◆ Exercise
Could you output each line of the data that follows exactly?

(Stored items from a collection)
──────────

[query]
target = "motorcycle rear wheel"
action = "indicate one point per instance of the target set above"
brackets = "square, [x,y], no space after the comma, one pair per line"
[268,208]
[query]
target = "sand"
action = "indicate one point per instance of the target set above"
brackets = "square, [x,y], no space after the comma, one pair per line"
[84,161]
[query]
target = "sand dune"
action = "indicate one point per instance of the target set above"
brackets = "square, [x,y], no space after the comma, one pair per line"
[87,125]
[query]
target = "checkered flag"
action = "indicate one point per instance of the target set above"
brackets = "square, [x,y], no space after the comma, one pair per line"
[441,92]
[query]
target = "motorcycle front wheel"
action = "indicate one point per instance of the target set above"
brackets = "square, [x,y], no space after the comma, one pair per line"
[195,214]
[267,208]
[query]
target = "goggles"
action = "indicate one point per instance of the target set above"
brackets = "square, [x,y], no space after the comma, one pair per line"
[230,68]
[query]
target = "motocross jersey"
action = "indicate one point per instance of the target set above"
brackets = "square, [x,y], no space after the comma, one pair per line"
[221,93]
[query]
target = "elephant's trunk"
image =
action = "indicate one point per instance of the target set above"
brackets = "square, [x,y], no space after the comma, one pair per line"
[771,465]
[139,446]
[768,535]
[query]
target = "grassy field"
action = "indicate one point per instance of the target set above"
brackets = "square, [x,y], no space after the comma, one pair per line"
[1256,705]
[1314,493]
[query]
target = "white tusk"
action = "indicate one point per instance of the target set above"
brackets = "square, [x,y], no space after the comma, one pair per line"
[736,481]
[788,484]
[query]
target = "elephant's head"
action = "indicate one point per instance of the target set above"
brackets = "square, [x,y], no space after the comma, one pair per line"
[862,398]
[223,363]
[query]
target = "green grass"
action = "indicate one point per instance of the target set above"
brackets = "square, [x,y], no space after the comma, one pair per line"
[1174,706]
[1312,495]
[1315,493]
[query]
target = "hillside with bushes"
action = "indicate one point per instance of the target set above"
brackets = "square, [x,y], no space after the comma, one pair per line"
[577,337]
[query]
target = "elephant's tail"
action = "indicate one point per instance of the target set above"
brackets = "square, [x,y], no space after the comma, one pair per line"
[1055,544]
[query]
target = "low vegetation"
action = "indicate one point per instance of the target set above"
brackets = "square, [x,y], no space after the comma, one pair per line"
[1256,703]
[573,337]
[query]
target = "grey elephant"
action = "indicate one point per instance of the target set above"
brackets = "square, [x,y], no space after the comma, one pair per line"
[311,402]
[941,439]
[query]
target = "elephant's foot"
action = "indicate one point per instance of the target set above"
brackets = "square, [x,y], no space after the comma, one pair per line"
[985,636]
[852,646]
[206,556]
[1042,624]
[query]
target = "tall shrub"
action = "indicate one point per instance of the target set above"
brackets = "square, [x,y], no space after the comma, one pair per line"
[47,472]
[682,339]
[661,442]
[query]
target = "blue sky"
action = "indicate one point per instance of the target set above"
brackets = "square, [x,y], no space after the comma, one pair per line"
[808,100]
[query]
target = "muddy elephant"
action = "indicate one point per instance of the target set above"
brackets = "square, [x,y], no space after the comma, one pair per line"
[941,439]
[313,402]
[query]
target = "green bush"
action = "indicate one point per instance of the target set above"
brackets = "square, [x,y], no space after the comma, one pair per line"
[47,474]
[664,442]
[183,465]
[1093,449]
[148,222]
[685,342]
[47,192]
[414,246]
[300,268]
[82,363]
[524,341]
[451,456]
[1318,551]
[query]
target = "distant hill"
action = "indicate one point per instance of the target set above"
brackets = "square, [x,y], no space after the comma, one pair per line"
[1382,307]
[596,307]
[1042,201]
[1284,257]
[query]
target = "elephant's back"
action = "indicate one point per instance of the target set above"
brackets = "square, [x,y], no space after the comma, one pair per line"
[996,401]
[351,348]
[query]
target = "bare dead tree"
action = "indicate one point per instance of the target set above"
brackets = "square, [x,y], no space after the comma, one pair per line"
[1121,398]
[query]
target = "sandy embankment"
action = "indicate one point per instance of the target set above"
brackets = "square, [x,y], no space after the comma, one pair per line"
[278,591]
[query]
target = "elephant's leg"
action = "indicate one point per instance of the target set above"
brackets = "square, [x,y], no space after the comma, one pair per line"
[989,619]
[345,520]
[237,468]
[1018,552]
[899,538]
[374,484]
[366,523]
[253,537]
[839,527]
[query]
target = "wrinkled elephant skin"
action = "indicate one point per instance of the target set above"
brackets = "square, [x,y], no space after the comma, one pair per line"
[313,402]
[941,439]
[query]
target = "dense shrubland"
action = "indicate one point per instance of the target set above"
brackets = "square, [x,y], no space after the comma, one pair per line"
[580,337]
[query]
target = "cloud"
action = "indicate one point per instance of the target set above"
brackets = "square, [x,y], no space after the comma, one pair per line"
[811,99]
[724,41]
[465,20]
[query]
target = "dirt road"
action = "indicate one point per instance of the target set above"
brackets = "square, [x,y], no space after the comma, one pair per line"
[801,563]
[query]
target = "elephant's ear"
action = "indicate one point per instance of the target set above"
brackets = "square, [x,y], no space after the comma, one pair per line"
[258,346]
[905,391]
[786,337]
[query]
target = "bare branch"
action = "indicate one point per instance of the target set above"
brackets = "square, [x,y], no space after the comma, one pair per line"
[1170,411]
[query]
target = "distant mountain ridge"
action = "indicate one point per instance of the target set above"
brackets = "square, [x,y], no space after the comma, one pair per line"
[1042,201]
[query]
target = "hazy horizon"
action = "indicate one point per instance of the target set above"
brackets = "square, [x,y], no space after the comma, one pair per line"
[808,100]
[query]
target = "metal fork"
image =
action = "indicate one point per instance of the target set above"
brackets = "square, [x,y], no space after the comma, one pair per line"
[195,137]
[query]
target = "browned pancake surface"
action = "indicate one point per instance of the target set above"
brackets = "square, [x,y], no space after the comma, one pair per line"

──────────

◆ Result below
[query]
target = "motorcycle rear wheel"
action = "indicate one point per instance of the target set above"
brackets = "square, [x,y], no space after the comma, one pair per line"
[268,208]
[query]
target = "sand"
action = "indicate one point per instance of the target set above"
brackets = "square, [x,y], no space after the comma, one pair per line"
[84,161]
[query]
target = "sand dune"
action = "indicate one point per instance of the target set above"
brackets = "square, [x,y], no space after the comma, one pair per line"
[87,125]
[query]
target = "checkered flag"
action = "indicate one point per instance of the target set above"
brackets = "square, [x,y], no space after the comma, one pair per line"
[441,92]
[query]
target = "motorcycle front wheel"
action = "indicate one point per instance of the target set above"
brackets = "square, [x,y], no space after the comma, one pair per line"
[195,214]
[267,208]
[query]
target = "goggles"
action = "indicate one point per instance of the target set above"
brackets = "square, [x,y], no space after the comma, one pair per line"
[230,68]
[query]
target = "motocross jersey"
action = "indicate one point per instance of the target set above"
brackets = "square, [x,y], no space after the comma, one pair per line"
[221,93]
[query]
target = "elephant's trunk"
image =
action = "indicate one point per instance of the target set above"
brackets = "square, [x,y], no space after the comma, one pair per line"
[771,465]
[139,446]
[768,535]
[query]
target = "grassy field"
action = "indicate one point per instance of the target set above"
brackets = "square, [x,y], no space after the comma, one pair per line"
[1256,705]
[1314,493]
[query]
target = "white tusk"
action = "indicate one point per instance of the target set above"
brackets = "square, [x,y], no space after the comma, one pair per line"
[736,481]
[788,484]
[query]
target = "elephant's head"
action = "indicate one point per instance of the target set above"
brackets = "square, [x,y], no space after the comma, one pair per line"
[862,398]
[223,363]
[query]
target = "green grass"
action = "indicate one point per instance of the target set above"
brackets = "square, [x,y], no space after the comma, one pair per line"
[1174,706]
[1312,495]
[1315,493]
[query]
target = "hillside with bushes"
action = "indicate one point per instance of the target set above"
brackets = "square, [x,y], no space after the comma, one pair per line"
[577,337]
[query]
target = "elephant's tail"
action = "indicate one point per instance of the target set above"
brackets = "square, [x,y], no space after the comma, one pair per line"
[1055,544]
[query]
target = "low vegetation"
action = "indicate one point per instance of the target set above"
brackets = "square, [x,y], no space after the comma, one pair per line"
[1256,703]
[573,337]
[query]
target = "grey elephant"
action = "indicate one point per instance of the target set above"
brackets = "square, [x,y], no space after the comma, one pair per line"
[311,402]
[941,439]
[query]
target = "elephant's foot"
action = "indicate one point per instance of the target set above"
brackets = "square, [x,y], no space after the comma, one pair per line"
[985,636]
[852,646]
[206,556]
[1042,624]
[query]
target = "tall shrub"
action = "indicate one point per instance of the target set above"
brackets = "square, [x,y], no space after the comma, one pair per line"
[47,472]
[682,339]
[661,442]
[query]
target = "blue sky"
action = "indicate one point per instance of the target set above"
brackets = "square, [x,y], no space after the comma, one pair per line"
[808,100]
[query]
target = "muddy elephant"
action = "indicate one point per instance of the target set above"
brackets = "square, [x,y], no space after the comma, one pair per line"
[941,439]
[313,402]
[query]
target = "green bush"
action = "indicate one point per instance of the target set above"
brackets = "square, [x,y], no space after the comma, one pair per line"
[47,474]
[664,442]
[183,465]
[1093,449]
[148,222]
[685,342]
[47,192]
[414,246]
[300,268]
[82,363]
[524,341]
[451,456]
[1318,551]
[query]
target = "distant hill"
action = "indicate one point per instance of the target set above"
brackets = "square, [x,y], no space after the comma, one pair per line"
[1382,307]
[596,307]
[1042,201]
[1284,257]
[query]
target = "elephant's back"
action = "indicate one point per instance of the target set above"
brackets = "square, [x,y], no space after the comma, one pair per line"
[996,401]
[351,348]
[query]
target = "bare dead tree"
action = "indicate one point per instance of the target set above"
brackets = "square, [x,y], no space after the comma, one pair per line"
[1121,398]
[query]
target = "sandy embankment"
action = "indicate one point per instance of the target set above"
brackets = "square, [x,y], no space after the comma, one pair per line"
[278,591]
[query]
target = "elephant's leg"
action = "indicate one point per instance of the target set above"
brackets = "square, [x,y], no space after the comma, one pair per line"
[989,619]
[345,520]
[237,468]
[1018,552]
[899,538]
[374,484]
[366,523]
[253,537]
[839,527]
[query]
target = "wrinkled elephant skin"
action = "indicate one point per instance of the target set above"
brackets = "square, [x,y], no space after the comma, one pair per line"
[313,402]
[941,439]
[query]
target = "dense shrubland"
action = "indicate one point per instance of the target set above"
brackets = "square, [x,y], no space after the comma, one pair per line"
[580,337]
[query]
target = "cloud"
action = "indicate one point per instance of the target set above"
brackets = "square, [x,y], no space after the comma, one pair per line"
[811,99]
[724,41]
[465,20]
[query]
target = "dirt road"
action = "indicate one point per instance of the target set above"
brackets = "square, [x,y], no space after the comma, one pair per line"
[801,563]
[query]
target = "elephant's ear"
action = "indicate one point per instance of the target set above"
brackets = "square, [x,y], no space after the comma, one pair per line"
[258,346]
[905,391]
[786,337]
[query]
target = "bare branch"
action = "indicate one point per instance of the target set above"
brackets = "square, [x,y], no space after the comma, one pair per line"
[1170,411]
[query]
target = "distant mountain ridge"
action = "indicate one point per instance of the target set above"
brackets = "square, [x,y], no space after the comma, one pair per line"
[1042,201]
[query]
target = "hazy horizon"
action = "indicate one point per instance of the target set above"
brackets = "square, [x,y], no space after the comma, one pair per line"
[808,100]
[query]
target = "metal fork"
image =
action = "indicate one point per instance of the target set above"
brackets = "square, [x,y], no space after the comma, one pair per line"
[195,137]
[query]
target = "browned pancake surface"
action = "indicate one point per instance of the target set above"
brackets = "square, [x,y], no space after the comma, one pair per line"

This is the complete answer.